Considered in Grand Committee
My Lords, the instrument before us was laid before the House on 13 January. It makes small but crucial changes to repatriate powers to the UK and correct an error in a previous agriculture SI by restoring an accidentally omitted definition of an appropriate authority. This instrument covers two subject areas: waste management and agriculture. I shall take them in turn.
First, for waste management, this instrument transfers powers relating to several directives concerning waste from the European Commission to the Secretary of State. Where appropriate, these powers are also transferred to the devolved Administrations. The powers will largely give the Secretary of State and, where appropriate, the DAs, the ability to make regulations to set various technical standards, criteria, thresholds, and conditions. All these standards are currently operational, and we do not anticipate the need to alter them soon. However, there may be a need to amend them in future. For instance, should a superior waste treatment method be developed, without the amendments made by this SI we would not be able to make regulations to take account of the new method, which may weaken our high environmental standards.

INSTRUCTIONS.
a. According to the Grand Committee speech, on what date was the instrument laid before the House?
b. Continue the Grand Committee speech from its last sentence.

INFORMATION SHOWN.
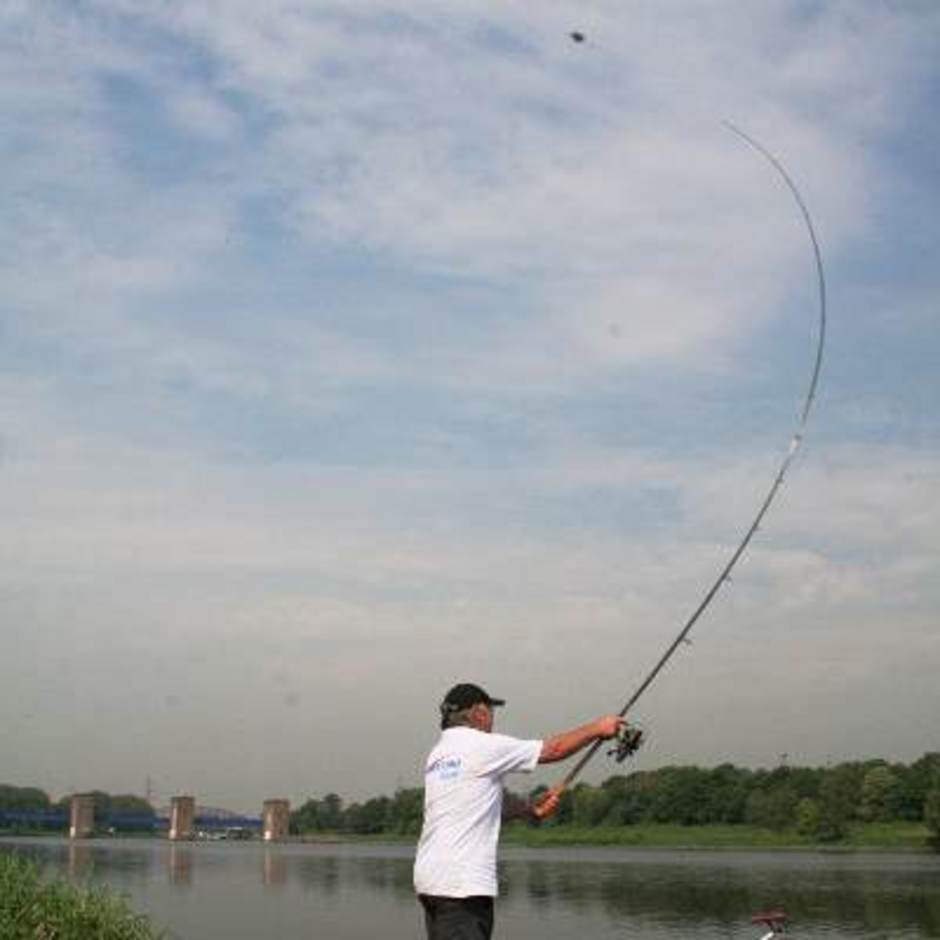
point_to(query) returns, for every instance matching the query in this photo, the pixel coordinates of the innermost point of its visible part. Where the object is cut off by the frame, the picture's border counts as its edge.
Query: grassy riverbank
(32, 907)
(884, 836)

RESULTS OF THE EXERCISE.
a. 13 January.

b.
I shall briefly outline the power, or powers, being transferred from each EU directive. Regulation 5 transfers the power to set standards for the sampling of waste going to landfill from the landfill directive. Regulations 6 to 9 transfer powers from the end-of-life vehicles directive to update and modify exemptions covering the use of certain heavy metals in vehicles based on scientific or technical progress; to specify minimum requirements for the certificate of destruction for waste motor vehicles; to modify conditions for storage and treatment for waste motor vehicles in line with scientific or technical progress; and to specify material and component coding standards for vehicles.
Regulations 10 to 11 transfer powers from the mining waste directive to modify non-essential elements such as guidelines for inspecting waste facilities and sampling methods, and to update regulations in line with scientific and technical progress. Regulations 12 to 13 transfer powers from the batteries directive to specify export criteria and to grant exemptions from labelling requirements for batteries and accumulators.
Regulations 14 to 17 transfer powers from the waste framework directive: first, powers to prescribe detailed criteria for what substances may be considered a by-product of a manufacturing process rather than a waste product, whereupon it can be sold or treated differently; secondly, powers to prescribe detailed criteria for when waste may no longer be considered waste, such as if the substance can be put to a more useful purpose elsewhere; and, finally, powers to specify the application of the formula for incineration facilities.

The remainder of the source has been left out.